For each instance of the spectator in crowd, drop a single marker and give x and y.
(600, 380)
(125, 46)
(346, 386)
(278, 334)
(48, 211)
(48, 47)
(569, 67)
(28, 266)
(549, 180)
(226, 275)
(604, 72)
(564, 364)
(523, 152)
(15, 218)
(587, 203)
::::
REQUEST » Rewrite all of the lines above, requests included, multiplying every x and y coordinate in the answers by 1.55 and rounding each result to the nearest whole number, with halves rounded up.

ANSWER TO THIS PROBLEM »
For each instance of the spectator in crowd, drop a single marker and give x and y.
(930, 589)
(194, 71)
(536, 598)
(431, 518)
(74, 327)
(74, 73)
(882, 104)
(43, 412)
(851, 279)
(350, 426)
(936, 112)
(874, 564)
(811, 236)
(23, 338)
(910, 315)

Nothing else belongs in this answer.